◆ The problem:
Copy out each of the following records line for line, without changing anything.

◆ Supplied records:
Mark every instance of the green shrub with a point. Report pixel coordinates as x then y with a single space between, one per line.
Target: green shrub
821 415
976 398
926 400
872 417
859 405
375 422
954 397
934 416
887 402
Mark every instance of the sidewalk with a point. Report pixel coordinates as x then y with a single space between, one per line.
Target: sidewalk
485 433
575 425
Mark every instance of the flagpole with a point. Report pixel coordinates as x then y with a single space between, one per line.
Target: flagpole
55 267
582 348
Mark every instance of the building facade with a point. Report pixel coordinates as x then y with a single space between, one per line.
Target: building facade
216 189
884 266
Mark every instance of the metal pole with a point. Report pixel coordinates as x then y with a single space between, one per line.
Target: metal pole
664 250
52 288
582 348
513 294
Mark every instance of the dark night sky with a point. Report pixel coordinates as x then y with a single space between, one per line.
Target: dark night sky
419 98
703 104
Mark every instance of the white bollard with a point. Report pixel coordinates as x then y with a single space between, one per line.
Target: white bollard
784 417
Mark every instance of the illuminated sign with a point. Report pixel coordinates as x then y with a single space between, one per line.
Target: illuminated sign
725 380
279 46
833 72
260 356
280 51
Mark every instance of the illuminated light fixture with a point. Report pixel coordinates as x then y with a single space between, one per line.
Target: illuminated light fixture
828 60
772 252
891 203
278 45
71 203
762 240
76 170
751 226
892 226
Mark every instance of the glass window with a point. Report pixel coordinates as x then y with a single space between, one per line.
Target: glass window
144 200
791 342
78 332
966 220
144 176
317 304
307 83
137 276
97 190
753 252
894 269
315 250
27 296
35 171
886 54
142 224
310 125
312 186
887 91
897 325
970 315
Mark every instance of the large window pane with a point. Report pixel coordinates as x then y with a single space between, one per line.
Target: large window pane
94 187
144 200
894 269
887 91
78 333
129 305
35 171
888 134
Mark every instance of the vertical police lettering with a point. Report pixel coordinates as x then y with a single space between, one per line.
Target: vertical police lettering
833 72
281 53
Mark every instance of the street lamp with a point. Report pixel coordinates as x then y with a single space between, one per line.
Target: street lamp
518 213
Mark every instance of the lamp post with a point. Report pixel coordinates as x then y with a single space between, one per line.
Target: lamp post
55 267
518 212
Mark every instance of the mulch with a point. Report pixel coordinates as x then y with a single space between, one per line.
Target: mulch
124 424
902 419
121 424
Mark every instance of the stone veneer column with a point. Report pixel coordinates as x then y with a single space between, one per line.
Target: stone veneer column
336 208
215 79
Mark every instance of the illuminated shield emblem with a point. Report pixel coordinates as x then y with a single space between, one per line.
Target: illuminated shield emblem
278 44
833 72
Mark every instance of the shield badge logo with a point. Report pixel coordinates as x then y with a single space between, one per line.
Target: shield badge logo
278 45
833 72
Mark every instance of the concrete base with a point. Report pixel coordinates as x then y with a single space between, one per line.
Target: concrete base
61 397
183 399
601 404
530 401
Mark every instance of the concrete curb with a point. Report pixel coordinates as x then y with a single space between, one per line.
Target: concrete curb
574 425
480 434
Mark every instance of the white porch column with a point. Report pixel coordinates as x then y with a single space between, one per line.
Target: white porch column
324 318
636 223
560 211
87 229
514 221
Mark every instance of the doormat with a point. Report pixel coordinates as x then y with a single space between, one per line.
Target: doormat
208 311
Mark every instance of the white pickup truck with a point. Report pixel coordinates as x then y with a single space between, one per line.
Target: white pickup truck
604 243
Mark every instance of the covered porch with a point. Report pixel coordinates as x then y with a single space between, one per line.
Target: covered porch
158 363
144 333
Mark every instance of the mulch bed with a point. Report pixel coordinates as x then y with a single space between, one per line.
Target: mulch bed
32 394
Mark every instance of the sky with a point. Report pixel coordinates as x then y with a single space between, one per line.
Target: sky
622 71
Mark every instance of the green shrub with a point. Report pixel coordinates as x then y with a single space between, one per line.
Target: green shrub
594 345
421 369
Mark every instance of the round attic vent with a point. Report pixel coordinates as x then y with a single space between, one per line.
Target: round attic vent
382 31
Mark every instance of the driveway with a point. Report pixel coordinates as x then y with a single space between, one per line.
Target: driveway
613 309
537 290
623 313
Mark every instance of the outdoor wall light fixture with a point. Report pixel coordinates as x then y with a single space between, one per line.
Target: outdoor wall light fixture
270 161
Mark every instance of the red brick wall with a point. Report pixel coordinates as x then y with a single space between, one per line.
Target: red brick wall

◆ Finished answer:
Mark every instance of the green shrub with a point. Report pixel coordinates as x then y with a single space between, one per line.
Target: green shrub
821 415
976 398
926 400
872 417
859 405
375 422
954 397
934 416
887 402
Mark every instance of the sidewalk with a point. Report pixel coordinates as x then y with a single space between, one per line.
Target: sidewalk
485 433
575 425
Mark every instance of the flagpole with a point. Report pixel coordinates as x then y with a single space between, one per line.
Target: flagpole
55 267
582 348
Mark every instance of the building facade with a point. Report pixel coordinates as x then y with a single space between, one per line.
Target: building facade
216 189
884 266
Mark every instance of the metal pole with a point. Report pixel coordinates as x then y with a single space between, one per line.
Target: metal pole
664 250
52 288
582 348
513 294
Mark every instance of the dark night sky with a point. Report pixel coordinates as x then y with a single space between, one per line.
Target: dark night sky
419 98
703 104
Mark every instance of the white bollard with a point. Report pixel coordinates as x then y with a single space between, one per line.
Target: white bollard
784 417
Mark every instance of the illuminated sign with a point. Report pixel coordinates as x then y with a single space between, one per line.
Target: illuminated sign
725 380
279 46
833 72
260 356
280 51
Mark every instance of the illuminated light fixture with a point. Report pixel coordinates as x then y with a single space between, one per line.
Target: illuminated light fixture
828 60
772 252
891 203
278 45
71 203
762 240
76 170
751 226
892 226
Mark every instance of the glass window with a point. Report pixel coordinates as x then y with a single space between, one per line.
Target: glass window
144 200
791 342
78 332
966 220
144 176
317 304
307 83
137 276
97 190
753 252
894 269
315 250
27 296
35 171
886 54
142 224
310 125
312 186
887 91
897 325
970 315
Mark every instance of the large window pane with a point. Report pixel coordinates as x then y with a single space between, one per line.
Target: large window pane
94 187
144 200
894 269
887 91
78 333
129 305
35 171
888 134
Mark every instance of the vertical police lettering with a point. Report pixel coordinates as x then y with a single space between, one per line.
Target: vertical police lettering
833 72
281 53
Mark every instance of the street lamp with a point. Report pixel coordinates as x then y with a single space between, one per line.
Target: street lamp
518 213
Mark every instance of the lamp post with a point. Report pixel coordinates as x then y with a single space between, one per line.
Target: lamp post
55 267
518 212
Mark every instance of the mulch with a point. Report pixel coordinates as x then y with a single space between, one per line.
Target: mulch
124 424
902 419
121 424
Mark every instance of the stone veneer column with a point. Report pixel coordinates as x then y with a single space between, one per line.
Target: stone veneer column
336 208
215 79
Mark every instance of the illuminated shield emblem with a point. Report pixel coordinates as x then y with a single space between, one per line.
Target: illuminated shield emblem
278 44
833 72
Mark every instance of the shield badge logo with a point. Report pixel coordinates as x then y with a single space between, one per line.
Target: shield badge logo
278 45
833 72
Mark every instance of the concrete base with a point. Report pixel coordinates as x then y with a single space between, one per line.
Target: concrete base
61 397
183 399
601 404
530 401
Mark every instance of the concrete curb with a point. Report pixel coordinates as x then y with a single space between, one per line.
Target: concrete curb
574 425
480 434
Mark every instance of the white porch column with a point. Report pixel coordinates as x then y with a single space between, one per line.
Target: white porch column
324 318
636 223
560 211
87 229
514 221
Mark every instance of the doormat with a point. Report pixel coordinates as x then y with a single space between, one per line.
Target: doormat
208 311
Mark every instance of the white pickup truck with a point. Report pixel coordinates as x then y with a single space between, one per line.
Target: white pickup truck
604 243
Mark every instance of the covered porch with a point. Report pixel coordinates as x then y with a single space between, one per line.
Target: covered porch
158 363
144 333
Mark every instance of the mulch bed with a point. Report pixel coordinates as x then y with a single space between, one per line.
Target: mulch bed
32 394
Mark every instance of the sky with a point. Report pixel coordinates as x then y with a single space between, one per line.
Target: sky
622 71
Mark every instance of the green shrub with a point. Report pixel coordinates as x then y with a single space between, one per line.
Target: green shrub
594 345
421 369
Mark every instance of the round attic vent with a point. Report pixel coordinates as x then y with a single space between, one per line.
Target: round attic vent
382 31
Mark every instance of the driveway with a point. Report pixel coordinates as x then y with a single space between, one per line.
Target: driveway
613 309
537 290
623 313
Mark every instance of the outdoor wall light fixture with a point. Report pixel coordinates as x then y with a single space between, one per line.
Target: outdoor wall light fixture
270 161
Mark every instance of the red brick wall with a point. Report pixel coordinates as x then y with a single space between, one per line.
Target: red brick wall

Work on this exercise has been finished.